=== Trecho ===

Europa desaba sob a tirania das energias alternativas

Luis Dufaur *

'O Reich Verde': um livro denúncia
da autodestruição da Alemanha
O jurista e filósofo, diretor do PAN Medias Group e autor do livro “The Green Reich – Global Warming to the Green Tyranny” (“O Reich Verde – Do aquecimento global à tirania verde”, Texquis, 2020; Armada) Drieu Godefridi começou apontando que a dependência de fontes de energia não confiáveis (eólica, solar), combinada com a apressada eliminação da energia nuclear, fez da energia elétrica da Alemanha a mais cara da Europa.

O quadro geral alemão compromete a autonomia energética do país, e, em última análise, do continente europeu, escreveu na página do reputado “Gatestone Institute”. 

As condições climáticas caem drasticamente em diversos períodos que ocorrem todos os anos. A produção de energia não pode se basear nos caprichos do sol (quase ausente no inverno alemão) e nos sopros de Eolo.

A submissão a esses caprichos apresenta repercussões econômicas e ambientais de longo alcance, transtornando a política energética baseada em energias intermitentes. Essas verdades diretamente ligadas à natureza não interessam aos arautos ecologistas salvadores da própria natureza.

A Alemanha passou a ser uma das maiores emissoras de carbono e consome a energia elétrica mais cara da Europa que, aliás, é insuficiente para sua indústria que caiu no vermelho.

O país perdeu a sua autonomia energética, que equivale a um homem ficar sem oxigênio para sobreviver.

Nos últimos quinze anos, investiu maciçamente em energia solar e eólica, e enlouquecidamente sabotou suas usinas nucleares. Em 2023, as energias renováveis representavam 55% da produção de eletricidade do país. Em 2022, eram 48%.

A energia eólica tem 31% da produção total e a energia solar 12%, biomassa 8% e outras fontes renováveis, como a hidroeletricidade os 3,4% restantes.

No primeiro semestre de 2024, a energia renovável forneceu quase 60% da eletricidade alemã. Porém, com momentos de crise no fornecimento como o “Dunkelflaute”.

Governo aprovou a extinção das usinas nucleares
Essa palavra dura para ouvidos brasileiros se traduz por “calmaria branda e escura”, quer dizer a falta de vento e de sol no inverno quando a demanda atinge o ápice. O “Dunkelflaute” então pode durar alguns dias a várias semanas quando a produção eólica e solar despenca para menos de 20% de sua capacidade, chegando às vezes a zero.

===

◆ O que fazer:
A. Segundo o trecho sobre a energia na Alemanha, qual era a porcentagem das energias renováveis na produção de eletricidade do país em 2023?
B. Continue o trecho sobre a energia na Alemanha, começando logo depois da última frase.

=== Dados ===

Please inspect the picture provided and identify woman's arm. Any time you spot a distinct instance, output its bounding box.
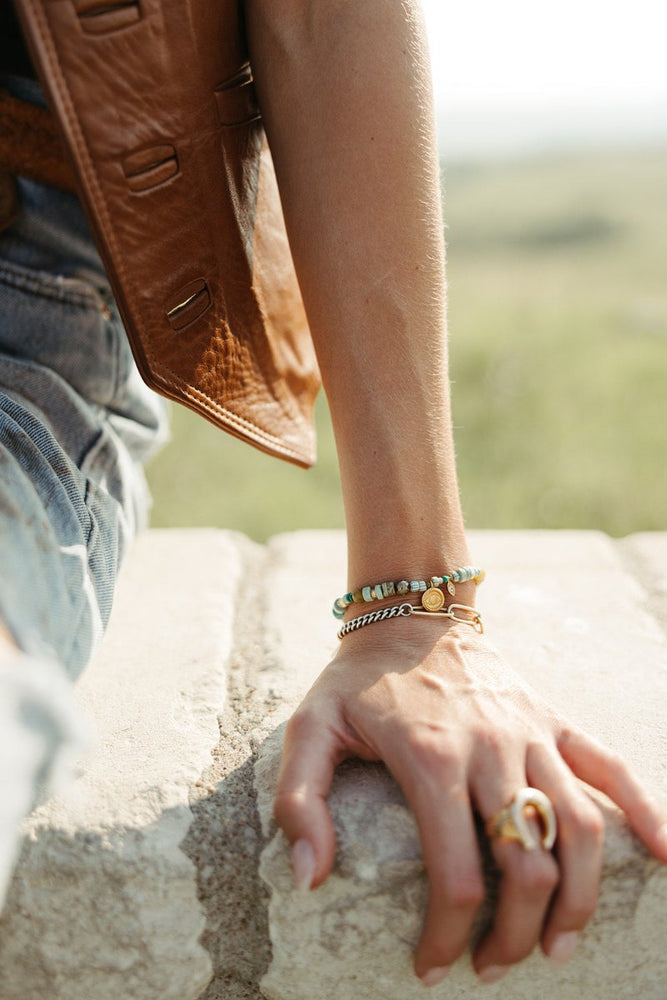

===

◆ Respostas esperadas:
A. Em 2023, as energias renováveis representavam 55% da produção de eletricidade da Alemanha.

B.
Em 12 de dezembro de 2024, a produção alemã de energia elétrica oriunda da energia eólica e solar ao atendia a 1/30 da demanda.

As políticas renováveis seriam aceitáveis se fossem estáveis, como a energia nuclear. Mas, desde 2011, na onda midiática entorno do desastre de Fukushima, o país decidiu fulminar a energia nuclear e fechou usinas em pleno funcionamento.

Extinguiu a energia elétrica estável e previsível ficando penosamente vulnerável às flutuações das energias renováveis.

Em suma, quando não há vento nem sol na Alemanha, há apagão, acrescenta o prof. Godefridi.

A Alemanha ficou incapaz de se mover com energia, especialmente durante o “Dunkelflaute”. Então entra na correria para importar energia elétrica da França, da Dinamarca e da Polônia, e multiplica o consumo dos famigerados carvão e linhito para termoelétricas poluidoras.

Com mais um resultado absurdo: aumentos colossais nos preços da energia elétrica que são realmente impressionantes. Em 2024, uma família teve que pagar o preço mais alto da Europa: € 400/MWh, com picos de € 900/MWh durante o sinistramente cômico “Dunkelflaute”.

O preço médio na França e na Finlândia foi de € 250/MWh no mesmo período (2024), a metade portanto, porque depende de reatores nucleares. Nos EUA, as taxas são 30% mais baixas do que na França.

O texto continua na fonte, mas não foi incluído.